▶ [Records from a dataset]
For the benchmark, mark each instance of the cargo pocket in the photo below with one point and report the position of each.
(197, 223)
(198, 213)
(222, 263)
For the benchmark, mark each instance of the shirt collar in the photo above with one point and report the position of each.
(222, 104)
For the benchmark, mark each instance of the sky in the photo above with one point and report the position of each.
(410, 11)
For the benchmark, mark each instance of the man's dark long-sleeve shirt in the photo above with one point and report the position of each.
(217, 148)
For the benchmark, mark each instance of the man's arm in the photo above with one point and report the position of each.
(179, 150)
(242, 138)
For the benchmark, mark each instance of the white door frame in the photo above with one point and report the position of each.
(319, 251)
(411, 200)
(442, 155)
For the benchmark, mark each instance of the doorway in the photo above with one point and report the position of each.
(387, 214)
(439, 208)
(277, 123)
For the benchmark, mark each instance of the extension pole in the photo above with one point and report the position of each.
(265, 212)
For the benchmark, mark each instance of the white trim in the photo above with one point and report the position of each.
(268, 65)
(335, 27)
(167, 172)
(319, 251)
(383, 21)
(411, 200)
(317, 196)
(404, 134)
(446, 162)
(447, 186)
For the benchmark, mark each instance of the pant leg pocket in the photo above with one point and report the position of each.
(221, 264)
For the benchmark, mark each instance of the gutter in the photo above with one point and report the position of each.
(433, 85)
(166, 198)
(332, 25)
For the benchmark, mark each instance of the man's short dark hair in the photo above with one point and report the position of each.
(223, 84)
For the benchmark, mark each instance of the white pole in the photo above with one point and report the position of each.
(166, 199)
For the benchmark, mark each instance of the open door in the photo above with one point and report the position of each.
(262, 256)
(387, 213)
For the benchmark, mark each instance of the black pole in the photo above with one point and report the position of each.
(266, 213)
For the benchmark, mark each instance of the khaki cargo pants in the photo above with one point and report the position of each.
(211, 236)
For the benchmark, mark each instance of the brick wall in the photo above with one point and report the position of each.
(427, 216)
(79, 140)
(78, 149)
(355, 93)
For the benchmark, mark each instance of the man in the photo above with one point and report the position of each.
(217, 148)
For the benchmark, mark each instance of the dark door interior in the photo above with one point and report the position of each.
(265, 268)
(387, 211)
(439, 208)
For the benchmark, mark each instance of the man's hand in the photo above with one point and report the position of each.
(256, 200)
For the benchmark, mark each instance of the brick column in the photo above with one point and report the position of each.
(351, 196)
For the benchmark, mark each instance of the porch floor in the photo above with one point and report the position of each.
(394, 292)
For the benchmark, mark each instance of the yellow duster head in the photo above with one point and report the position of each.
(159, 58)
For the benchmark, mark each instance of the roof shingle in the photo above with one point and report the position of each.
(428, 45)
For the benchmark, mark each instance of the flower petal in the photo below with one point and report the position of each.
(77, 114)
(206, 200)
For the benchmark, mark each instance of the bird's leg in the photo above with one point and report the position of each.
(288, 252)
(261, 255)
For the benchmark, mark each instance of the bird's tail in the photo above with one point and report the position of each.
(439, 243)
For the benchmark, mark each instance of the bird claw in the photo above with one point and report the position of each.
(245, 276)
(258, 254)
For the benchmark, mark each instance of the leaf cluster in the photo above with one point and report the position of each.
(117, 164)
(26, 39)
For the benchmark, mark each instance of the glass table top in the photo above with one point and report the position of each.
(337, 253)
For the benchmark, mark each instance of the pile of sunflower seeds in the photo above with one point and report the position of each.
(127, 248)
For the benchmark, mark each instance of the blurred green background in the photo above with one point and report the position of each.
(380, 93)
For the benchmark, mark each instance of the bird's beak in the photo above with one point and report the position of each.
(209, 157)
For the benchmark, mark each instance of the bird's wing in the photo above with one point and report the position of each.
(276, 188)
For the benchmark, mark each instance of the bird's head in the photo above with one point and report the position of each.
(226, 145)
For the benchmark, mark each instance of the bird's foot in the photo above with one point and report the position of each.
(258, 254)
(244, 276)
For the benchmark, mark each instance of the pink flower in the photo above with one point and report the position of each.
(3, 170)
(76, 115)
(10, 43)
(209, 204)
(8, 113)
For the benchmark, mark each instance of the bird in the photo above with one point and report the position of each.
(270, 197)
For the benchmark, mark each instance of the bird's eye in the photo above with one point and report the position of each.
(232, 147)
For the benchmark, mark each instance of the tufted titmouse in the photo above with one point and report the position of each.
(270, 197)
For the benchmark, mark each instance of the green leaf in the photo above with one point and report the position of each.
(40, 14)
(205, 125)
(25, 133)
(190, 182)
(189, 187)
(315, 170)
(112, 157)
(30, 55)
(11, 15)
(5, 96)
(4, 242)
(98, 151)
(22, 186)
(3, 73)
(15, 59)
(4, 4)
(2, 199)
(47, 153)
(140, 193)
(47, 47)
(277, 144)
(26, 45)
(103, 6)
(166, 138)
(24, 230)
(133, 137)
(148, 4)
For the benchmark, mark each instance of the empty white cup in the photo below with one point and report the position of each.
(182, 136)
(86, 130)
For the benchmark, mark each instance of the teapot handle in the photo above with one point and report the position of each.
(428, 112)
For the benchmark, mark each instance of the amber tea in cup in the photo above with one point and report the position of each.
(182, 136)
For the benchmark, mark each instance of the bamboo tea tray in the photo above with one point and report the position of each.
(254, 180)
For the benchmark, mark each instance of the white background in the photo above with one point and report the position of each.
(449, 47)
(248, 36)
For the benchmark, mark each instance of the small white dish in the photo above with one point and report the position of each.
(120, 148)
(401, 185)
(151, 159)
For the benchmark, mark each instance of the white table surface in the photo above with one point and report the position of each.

▶ [Task directions]
Quote every item above word for word, keeping each line as it appears.

▶ [Correct answer]
For the benchmark, mark each instance of the cargo pocket in the photo below with one point and report the position of each.
(197, 223)
(198, 213)
(222, 263)
For the benchmark, mark each instance of the shirt collar in the photo above with one point and report the position of each.
(222, 104)
For the benchmark, mark each instance of the sky in the photo above with one point and report the position of each.
(410, 11)
For the benchmark, mark each instance of the man's dark long-sleeve shirt in the photo above with one point and report the position of each.
(217, 148)
For the benchmark, mark each instance of the man's arm in the photo above with one point and report the position of each.
(179, 150)
(242, 138)
For the benchmark, mark each instance of the white door frame in the photo above with one point and report the position of each.
(319, 251)
(411, 200)
(442, 155)
For the benchmark, mark each instance of the doorway in the photo above with one point and report the position of each.
(387, 214)
(439, 208)
(277, 123)
For the benchmark, mark each instance of the extension pole in the photo above with one point and report the position of each.
(265, 212)
For the benchmark, mark each instance of the white trim in the photo above with one point and report the position of each.
(268, 65)
(335, 27)
(167, 172)
(319, 251)
(383, 21)
(411, 200)
(317, 196)
(404, 134)
(446, 162)
(447, 186)
For the benchmark, mark each instance of the pant leg pocket in the photo above with one point and report the position of each.
(221, 264)
For the benchmark, mark each instance of the gutter in the photo above with one point and report the position of each.
(433, 85)
(166, 198)
(332, 25)
For the benchmark, mark each instance of the man's short dark hair in the photo above with one point and report the position of each.
(223, 84)
For the benchmark, mark each instance of the white pole in the photo above with one point and report the position of each.
(166, 199)
For the benchmark, mark each instance of the open door in the photo above with one point and report the position of each.
(262, 256)
(387, 213)
For the benchmark, mark each instance of the black pole in the photo above with one point and report the position of each.
(266, 213)
For the benchmark, mark each instance of the khaki cargo pants in the photo above with one point and report the position of each.
(211, 236)
For the benchmark, mark each instance of the brick wall in the photo above with one point and report the position of each.
(427, 216)
(79, 140)
(78, 149)
(355, 93)
For the benchmark, mark each instance of the man in the photo above with one point and report the position of each.
(217, 148)
For the benchmark, mark each instance of the dark door interior in the photo above with one point and report the position of each.
(265, 268)
(387, 211)
(439, 208)
For the benchmark, mark each instance of the man's hand in the photo above with one point and report the position of each.
(256, 200)
For the benchmark, mark each instance of the brick column in the photo above with one point and report the position of each.
(351, 196)
For the benchmark, mark each instance of the porch floor in the photo above with one point and report the position of each.
(394, 292)
For the benchmark, mark each instance of the yellow duster head in the photo above with one point and report the position of each.
(159, 58)
For the benchmark, mark each instance of the roof shingle in the photo above with one point and report the position of each.
(428, 45)
For the benchmark, mark each instance of the flower petal in the photo below with one point and report the position of each.
(77, 114)
(206, 200)
For the benchmark, mark each instance of the bird's leg in the photo above with one point and report the position of each.
(288, 252)
(261, 255)
For the benchmark, mark each instance of the bird's tail in the photo above with one point and report the position of each.
(439, 243)
For the benchmark, mark each instance of the bird claw in the photo above with one point and report the position of each.
(245, 276)
(258, 254)
For the benchmark, mark each instance of the leaf cluster in the photo above with one point and report the position of each.
(117, 164)
(26, 39)
For the benchmark, mark each instance of the glass table top in the photo above with one point and report the position of each.
(337, 253)
For the benchmark, mark each instance of the pile of sunflower seeds in the photo above with one point and report the position of each.
(127, 248)
For the benchmark, mark each instance of the blurred green background in the photo above with one point and report the position of each.
(380, 93)
For the benchmark, mark each instance of the bird's beak in the photo above with one point and report the position of each.
(209, 157)
For the benchmark, mark each instance of the bird's wing in the photo above with one point and report the position of each.
(276, 188)
For the benchmark, mark each instance of the bird's head in the photo above with one point and report the position of each.
(226, 145)
For the benchmark, mark each instance of the bird's foot in the photo above with one point and report the position of each.
(258, 254)
(244, 276)
For the benchmark, mark each instance of the pink flower in the photo above with one point and report the position of each.
(3, 170)
(76, 115)
(10, 43)
(209, 204)
(8, 113)
For the benchmark, mark each instance of the bird in the photo above with one point and report the position of each.
(270, 197)
For the benchmark, mark each instance of the bird's eye in the photo above with one point and report the position of each.
(232, 147)
For the benchmark, mark each instance of the tufted titmouse in the photo above with one point and report the position of each.
(270, 197)
For the benchmark, mark each instance of the green leaf in the photo above with one point and report the position of each.
(40, 14)
(205, 125)
(25, 133)
(190, 182)
(189, 187)
(315, 170)
(112, 157)
(30, 55)
(11, 15)
(5, 96)
(4, 242)
(98, 151)
(22, 186)
(3, 73)
(15, 59)
(4, 4)
(2, 199)
(47, 153)
(140, 193)
(47, 47)
(277, 144)
(26, 45)
(103, 6)
(166, 138)
(24, 230)
(133, 137)
(148, 4)
For the benchmark, mark each instance of the empty white cup in the photo below with one point and report the position of each.
(182, 136)
(86, 130)
For the benchmark, mark each instance of the teapot handle in the photo above with one point and report the position of each.
(428, 112)
For the benchmark, mark each instance of the amber tea in cup in the photo above with one point and report the position of each.
(182, 136)
For the benchmark, mark each instance of the bamboo tea tray in the photo above with one point and report the position of each.
(254, 180)
For the benchmark, mark each instance of the white background in the photo above with one point and report the position of each.
(449, 47)
(248, 36)
For the benchmark, mark each instance of the small white dish in the photo above with one point and report the position of each.
(120, 148)
(401, 185)
(151, 159)
For the benchmark, mark each instance of the white table surface in the photo above with one point and report the position of each.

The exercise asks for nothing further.